■ WHAT THE TASK ASKS
Can you reproduce every one of the entries below, word for word, with nothing changed?

■ DATA LISTING
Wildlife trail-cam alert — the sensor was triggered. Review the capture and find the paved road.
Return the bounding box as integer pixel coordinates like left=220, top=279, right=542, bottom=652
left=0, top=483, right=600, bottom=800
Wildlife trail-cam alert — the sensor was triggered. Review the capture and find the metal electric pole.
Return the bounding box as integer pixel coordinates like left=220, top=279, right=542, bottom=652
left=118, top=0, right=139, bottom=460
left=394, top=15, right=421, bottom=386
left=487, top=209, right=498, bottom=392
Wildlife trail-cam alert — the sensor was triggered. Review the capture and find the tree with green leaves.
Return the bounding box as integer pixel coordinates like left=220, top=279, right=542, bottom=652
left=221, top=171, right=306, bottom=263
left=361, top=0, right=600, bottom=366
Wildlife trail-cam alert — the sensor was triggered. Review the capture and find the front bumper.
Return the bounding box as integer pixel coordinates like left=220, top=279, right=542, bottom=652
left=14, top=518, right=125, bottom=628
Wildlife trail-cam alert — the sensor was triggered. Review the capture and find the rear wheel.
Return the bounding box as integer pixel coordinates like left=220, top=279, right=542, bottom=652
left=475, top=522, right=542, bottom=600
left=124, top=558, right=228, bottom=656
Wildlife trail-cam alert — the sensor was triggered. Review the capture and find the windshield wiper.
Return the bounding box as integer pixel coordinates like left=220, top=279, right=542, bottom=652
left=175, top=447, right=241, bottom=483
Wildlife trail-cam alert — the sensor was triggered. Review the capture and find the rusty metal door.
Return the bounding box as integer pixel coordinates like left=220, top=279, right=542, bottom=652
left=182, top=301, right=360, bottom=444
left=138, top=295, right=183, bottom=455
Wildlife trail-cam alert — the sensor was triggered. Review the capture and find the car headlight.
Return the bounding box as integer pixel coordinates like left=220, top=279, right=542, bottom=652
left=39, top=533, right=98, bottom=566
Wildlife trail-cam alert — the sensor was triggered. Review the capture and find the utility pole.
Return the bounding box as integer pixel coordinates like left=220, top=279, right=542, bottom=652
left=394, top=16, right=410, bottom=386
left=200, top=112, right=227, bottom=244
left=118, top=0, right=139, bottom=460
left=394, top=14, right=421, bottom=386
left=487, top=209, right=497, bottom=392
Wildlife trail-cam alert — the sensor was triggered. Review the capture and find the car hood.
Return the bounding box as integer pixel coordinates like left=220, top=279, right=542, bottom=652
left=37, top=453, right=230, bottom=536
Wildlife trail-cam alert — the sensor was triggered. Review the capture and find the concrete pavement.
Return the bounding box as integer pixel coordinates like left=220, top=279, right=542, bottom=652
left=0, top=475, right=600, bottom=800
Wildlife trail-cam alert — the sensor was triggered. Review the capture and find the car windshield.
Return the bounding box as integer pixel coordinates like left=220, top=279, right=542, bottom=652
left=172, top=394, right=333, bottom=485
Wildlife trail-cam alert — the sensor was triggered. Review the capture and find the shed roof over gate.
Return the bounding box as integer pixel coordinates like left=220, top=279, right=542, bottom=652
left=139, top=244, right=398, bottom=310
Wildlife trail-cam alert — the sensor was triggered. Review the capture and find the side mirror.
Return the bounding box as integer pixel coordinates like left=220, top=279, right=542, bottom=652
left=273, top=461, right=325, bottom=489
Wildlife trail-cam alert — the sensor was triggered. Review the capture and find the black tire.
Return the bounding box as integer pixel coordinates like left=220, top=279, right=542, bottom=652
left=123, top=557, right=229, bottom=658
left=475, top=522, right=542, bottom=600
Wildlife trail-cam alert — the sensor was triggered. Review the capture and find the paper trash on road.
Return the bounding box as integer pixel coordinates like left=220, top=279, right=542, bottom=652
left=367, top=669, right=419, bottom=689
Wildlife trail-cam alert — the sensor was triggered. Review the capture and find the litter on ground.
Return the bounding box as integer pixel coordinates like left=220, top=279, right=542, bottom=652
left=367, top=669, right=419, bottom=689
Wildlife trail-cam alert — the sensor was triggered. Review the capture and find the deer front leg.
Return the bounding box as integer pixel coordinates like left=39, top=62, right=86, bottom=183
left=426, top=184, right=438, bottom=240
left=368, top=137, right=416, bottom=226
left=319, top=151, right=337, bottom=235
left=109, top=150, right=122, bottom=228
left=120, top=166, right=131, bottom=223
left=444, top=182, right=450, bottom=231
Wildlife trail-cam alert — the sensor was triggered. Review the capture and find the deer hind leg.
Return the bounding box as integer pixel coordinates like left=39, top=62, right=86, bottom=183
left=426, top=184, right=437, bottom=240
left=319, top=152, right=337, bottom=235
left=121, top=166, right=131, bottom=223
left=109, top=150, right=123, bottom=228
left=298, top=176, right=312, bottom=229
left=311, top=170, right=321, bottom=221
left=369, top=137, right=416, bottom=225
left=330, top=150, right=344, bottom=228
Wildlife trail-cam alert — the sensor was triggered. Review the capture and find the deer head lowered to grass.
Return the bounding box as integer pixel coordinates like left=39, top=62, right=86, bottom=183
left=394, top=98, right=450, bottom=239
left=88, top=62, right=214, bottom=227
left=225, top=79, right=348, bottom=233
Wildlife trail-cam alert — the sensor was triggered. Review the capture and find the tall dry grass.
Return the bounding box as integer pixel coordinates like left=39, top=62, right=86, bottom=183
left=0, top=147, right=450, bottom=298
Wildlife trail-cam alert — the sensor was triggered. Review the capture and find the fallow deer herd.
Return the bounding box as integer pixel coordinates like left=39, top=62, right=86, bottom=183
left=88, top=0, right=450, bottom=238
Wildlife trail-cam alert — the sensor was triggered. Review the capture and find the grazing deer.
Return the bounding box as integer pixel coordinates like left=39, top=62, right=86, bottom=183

■ SOLUTION TO THE EXERCISE
Wildlife trail-cam alert — the sensor was triggered. Review the capture and find the paved road.
Return the bounding box as integer pixel coordinates like left=220, top=279, right=542, bottom=652
left=0, top=483, right=600, bottom=800
Wildlife trail-cam alert — the sensor was triggered. Review the capture and find the metal electric pole.
Return the bounding box as integer pixel coordinates like left=220, top=279, right=542, bottom=652
left=118, top=0, right=139, bottom=460
left=394, top=15, right=421, bottom=386
left=487, top=209, right=498, bottom=392
Wildlife trail-cam alert — the sensor was triggered. Review the capture and find the tree with green leaves.
Return the bounding box as integer pixel coordinates like left=220, top=279, right=542, bottom=652
left=221, top=171, right=306, bottom=263
left=361, top=0, right=600, bottom=366
Wildlife trail-cam alert — the sensor was triggered. Review the capture and find the front bumper.
Return the bounding box as integer pixel coordinates like left=220, top=279, right=542, bottom=652
left=14, top=518, right=125, bottom=628
Wildlife trail-cam alert — the sensor was triggered. Review the capture and find the rear wheel.
Return the bounding box as integer pixel coordinates like left=220, top=279, right=542, bottom=652
left=475, top=522, right=542, bottom=600
left=124, top=558, right=228, bottom=656
Wildlife trail-cam alert — the sensor was triggered. Review the capture and find the windshield wiper.
Return the bounding box as integer pixel coordinates like left=220, top=279, right=542, bottom=652
left=175, top=447, right=241, bottom=483
Wildlife trail-cam alert — the sensor was triggered. Review the capture and find the rusty metal door.
Return the bounding box as integer pixel coordinates like left=220, top=279, right=542, bottom=652
left=182, top=301, right=360, bottom=444
left=138, top=295, right=183, bottom=455
Wildlife trail-cam alert — the sensor was triggered. Review the capture and find the car headlight.
Return the bounding box as integer pixel coordinates like left=220, top=279, right=542, bottom=652
left=39, top=533, right=98, bottom=566
Wildlife trail-cam alert — the sensor was triggered. Review the capture and find the utility pole.
Return the bounding box as integer pixel coordinates like left=220, top=279, right=542, bottom=652
left=394, top=16, right=410, bottom=386
left=200, top=112, right=227, bottom=244
left=118, top=0, right=139, bottom=460
left=394, top=14, right=421, bottom=386
left=487, top=209, right=497, bottom=392
Wildlife trail-cam alert — the sensor was triggered. Review the capture and find the car hood.
Return the bounding box as integer pixel coordinates like left=220, top=279, right=542, bottom=652
left=37, top=453, right=230, bottom=536
Wildlife trail-cam alert — the sensor was triggered. Review the capture and find the concrete pavement.
Return the bounding box as integer pixel coordinates like left=220, top=279, right=542, bottom=652
left=0, top=475, right=600, bottom=800
Wildlife trail-cam alert — the sensor was triggered. Review the capture and find the car windshield.
Return the bounding box as integer pixel coordinates like left=220, top=279, right=542, bottom=652
left=172, top=394, right=333, bottom=485
Wildlife trail-cam alert — the sensor was triggered. Review the capture and find the shed roof over gate.
Return the bounding box as integer pixel coordinates like left=220, top=279, right=542, bottom=652
left=139, top=244, right=398, bottom=310
Wildlife trail-cam alert — the sensor was triggered. Review the capture and find the side mirror.
Return the bounding box as integer pixel coordinates like left=220, top=279, right=542, bottom=652
left=273, top=461, right=325, bottom=489
Wildlife trail-cam alert — the sensor was triggered. Review the capture and find the black tire.
Return the bounding box as integer pixel coordinates like left=220, top=279, right=542, bottom=652
left=123, top=557, right=229, bottom=658
left=475, top=522, right=542, bottom=600
Wildlife trail-cam alert — the sensor was triggered. Review the capture and find the paper trash on road.
Return the bounding box as integer pixel coordinates like left=220, top=279, right=542, bottom=652
left=367, top=669, right=419, bottom=689
Wildlife trail-cam alert — the sensor was triggered. Review the capture and find the litter on ground.
Return the bounding box as integer pixel coordinates like left=220, top=279, right=542, bottom=652
left=367, top=669, right=419, bottom=689
Wildlife trail-cam alert — the sensor was triggered. Review the capture and find the deer front leg.
Return the bounding box as integer pixel coordinates like left=39, top=62, right=86, bottom=183
left=426, top=184, right=438, bottom=240
left=368, top=137, right=416, bottom=226
left=319, top=151, right=337, bottom=235
left=109, top=150, right=122, bottom=228
left=120, top=166, right=131, bottom=223
left=444, top=182, right=450, bottom=231
Wildlife trail-cam alert — the sensor was triggered. Review the capture and find the deer hind leg.
Return the bounding box as integer pixel coordinates like left=39, top=62, right=86, bottom=183
left=426, top=184, right=437, bottom=240
left=319, top=152, right=337, bottom=235
left=121, top=166, right=131, bottom=223
left=109, top=150, right=123, bottom=228
left=298, top=176, right=312, bottom=229
left=311, top=170, right=321, bottom=221
left=369, top=137, right=416, bottom=225
left=330, top=150, right=344, bottom=228
Wildlife trail-cam alert — the sensor was triggered. Review the capture and find the deer head lowered to grass.
Return the bounding box as integer pixel coordinates like left=39, top=62, right=86, bottom=183
left=394, top=98, right=450, bottom=239
left=88, top=62, right=214, bottom=227
left=225, top=79, right=348, bottom=233
Wildlife trail-cam alert — the sensor was triggered. Review the capture and find the tall dry grass.
Return the bounding box as integer pixel coordinates like left=39, top=62, right=86, bottom=183
left=0, top=147, right=450, bottom=298
Wildlife trail-cam alert — the sensor was triggered. Review the capture and find the fallow deer herd.
Return the bounding box as integer pixel coordinates like left=39, top=62, right=86, bottom=183
left=88, top=0, right=450, bottom=238
Wildlife trail-cam alert — the sensor was triggered. Review the capture and find the grazing deer.
Return the bounding box as integer pixel coordinates like left=39, top=62, right=86, bottom=183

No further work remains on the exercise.